## Data section

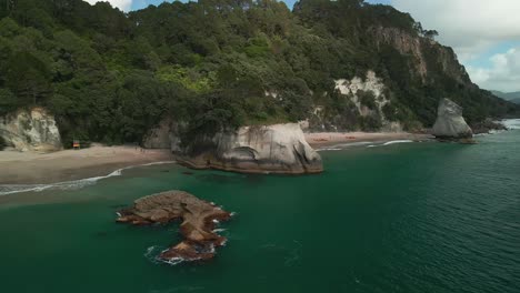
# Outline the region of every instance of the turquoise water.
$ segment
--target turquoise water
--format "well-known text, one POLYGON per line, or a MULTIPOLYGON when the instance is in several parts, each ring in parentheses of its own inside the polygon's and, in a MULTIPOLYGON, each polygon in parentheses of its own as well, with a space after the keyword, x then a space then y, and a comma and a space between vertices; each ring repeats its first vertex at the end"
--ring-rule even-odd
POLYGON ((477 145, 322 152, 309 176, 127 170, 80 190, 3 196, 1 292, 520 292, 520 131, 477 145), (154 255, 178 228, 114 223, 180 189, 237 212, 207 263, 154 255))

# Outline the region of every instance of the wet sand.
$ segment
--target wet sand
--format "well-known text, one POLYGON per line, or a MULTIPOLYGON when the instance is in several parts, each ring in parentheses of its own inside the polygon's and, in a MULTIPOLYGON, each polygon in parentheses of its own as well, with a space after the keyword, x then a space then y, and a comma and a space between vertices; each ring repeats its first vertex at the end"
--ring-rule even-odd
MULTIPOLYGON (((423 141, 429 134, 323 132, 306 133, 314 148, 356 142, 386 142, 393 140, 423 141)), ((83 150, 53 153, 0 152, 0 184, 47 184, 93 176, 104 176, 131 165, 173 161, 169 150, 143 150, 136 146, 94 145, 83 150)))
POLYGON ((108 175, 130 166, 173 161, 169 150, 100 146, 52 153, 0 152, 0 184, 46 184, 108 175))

## Work to do
Reproduce all of the lines above verbatim, leaving out the pictures.

## Problem solution
# Outline the region of every instance of the turquoise water.
$ segment
--target turquoise water
--format "well-known text, one POLYGON per line, or a MULTIPOLYGON when the instance is in several parts, each ring in parentheses of its own inside the polygon's and, in a MULTIPOLYGON, each polygon in parentheses of its own as well, with a space after the keyword, x then a space then y, and a comma and a space between vertices; each ring repeats its first vertex at the end"
--ring-rule even-odd
POLYGON ((477 145, 322 152, 309 176, 127 170, 80 190, 3 196, 1 292, 520 292, 520 131, 477 145), (154 255, 178 228, 114 223, 180 189, 237 212, 207 263, 154 255))

# Outline the region of every instance of the wet sand.
$ segment
--target wet sand
--format "well-known text, one POLYGON per line, or a MULTIPOLYGON when the instance is in several parts, each ring in parentheses of its own inside the polygon's and, in a MULTIPOLYGON, each polygon in parentheses of its own as well, with a space after the keyword, x then a space then y, and a comma and a space between vertices; each ring repeats its first vertex at the end"
--ring-rule even-odd
MULTIPOLYGON (((423 141, 429 134, 323 132, 306 133, 314 148, 356 142, 386 142, 393 140, 423 141)), ((83 150, 53 153, 0 152, 0 184, 47 184, 93 176, 104 176, 131 165, 173 161, 169 150, 143 150, 136 146, 94 145, 83 150)))
POLYGON ((108 175, 130 166, 173 161, 169 150, 100 146, 52 153, 0 152, 0 184, 46 184, 108 175))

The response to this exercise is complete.